* Objective: Copy the entries below without changes, beginning with the line that contains "Target: large orange pumpkin" and continuing through the end of the entries. Omit the pictures from your copy.

* Data provided:
::::::

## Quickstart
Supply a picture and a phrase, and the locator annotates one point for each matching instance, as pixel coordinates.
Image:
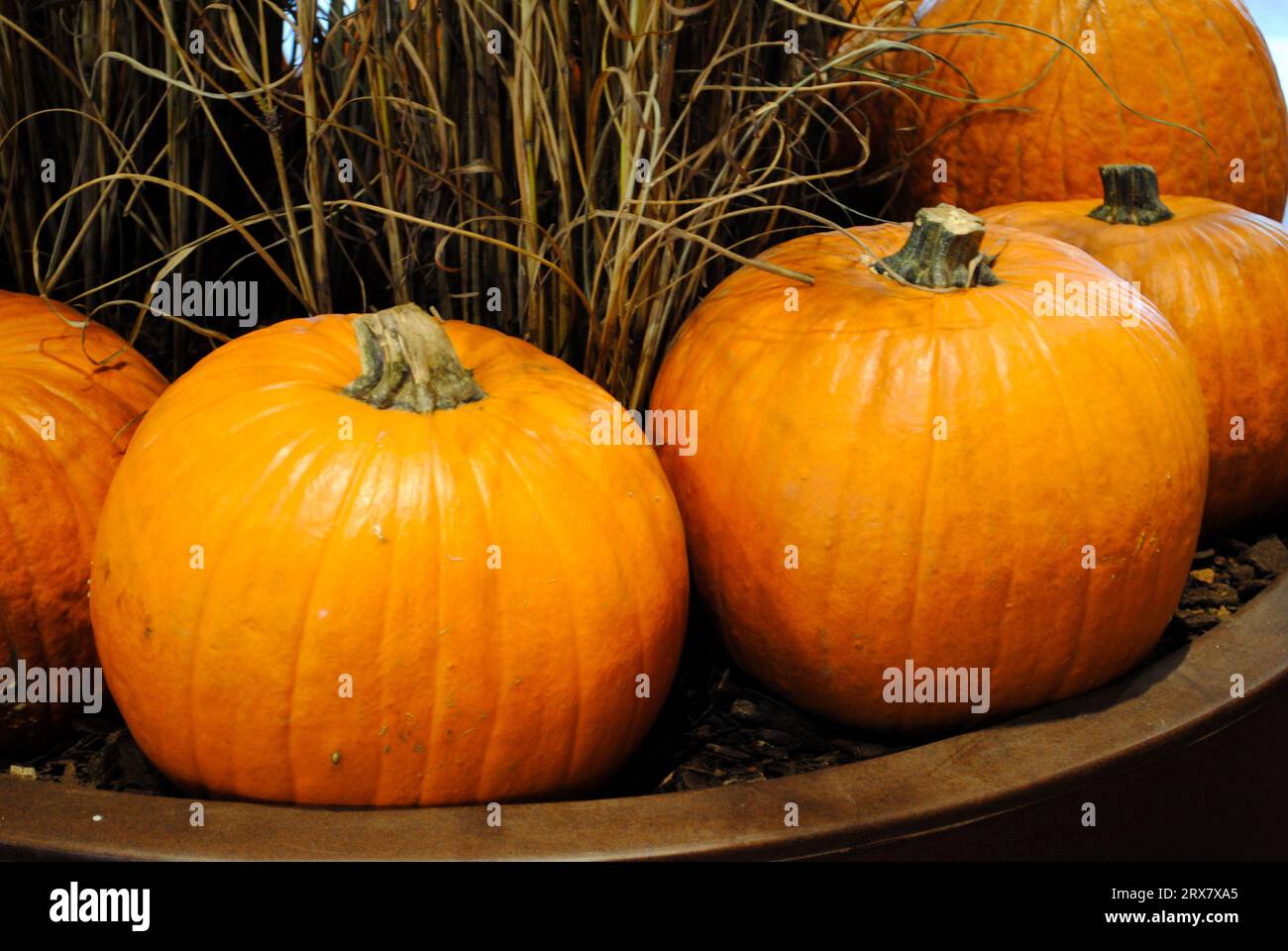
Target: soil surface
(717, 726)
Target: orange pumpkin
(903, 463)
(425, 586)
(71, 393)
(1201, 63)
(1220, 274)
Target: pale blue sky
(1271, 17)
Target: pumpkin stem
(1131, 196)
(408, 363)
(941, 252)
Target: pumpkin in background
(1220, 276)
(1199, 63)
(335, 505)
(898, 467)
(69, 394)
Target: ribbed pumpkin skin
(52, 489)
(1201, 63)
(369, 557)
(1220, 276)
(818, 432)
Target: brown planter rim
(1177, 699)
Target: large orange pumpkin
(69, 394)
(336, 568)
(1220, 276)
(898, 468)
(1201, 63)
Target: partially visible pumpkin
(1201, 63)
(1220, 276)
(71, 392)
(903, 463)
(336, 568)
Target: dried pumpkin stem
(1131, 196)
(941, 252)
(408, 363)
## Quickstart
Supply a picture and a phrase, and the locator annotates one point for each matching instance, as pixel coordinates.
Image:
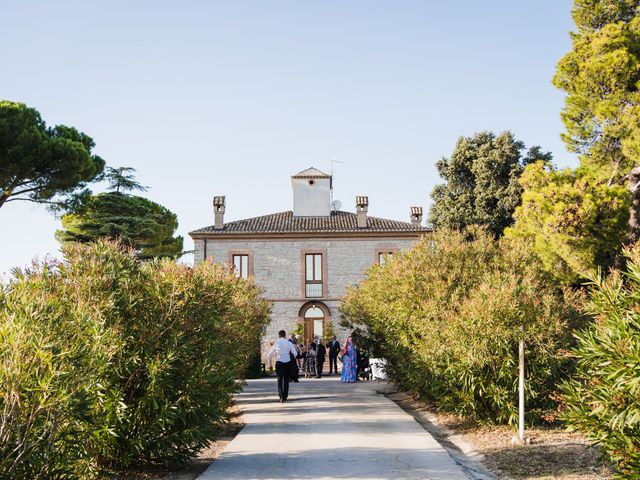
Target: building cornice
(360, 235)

::::::

* The response:
Target: large orange pumpkin
(69, 394)
(336, 568)
(1220, 276)
(898, 468)
(1201, 63)
Target: partially visible pumpkin
(1201, 63)
(1220, 276)
(71, 392)
(903, 463)
(336, 568)
Target: dried pumpkin stem
(1131, 196)
(941, 252)
(408, 363)
## Quickstart
Supply a picture and a phrase, and the locator annotates one point for each matching instance, as pixel coordinates.
Image:
Target: building cornice
(360, 235)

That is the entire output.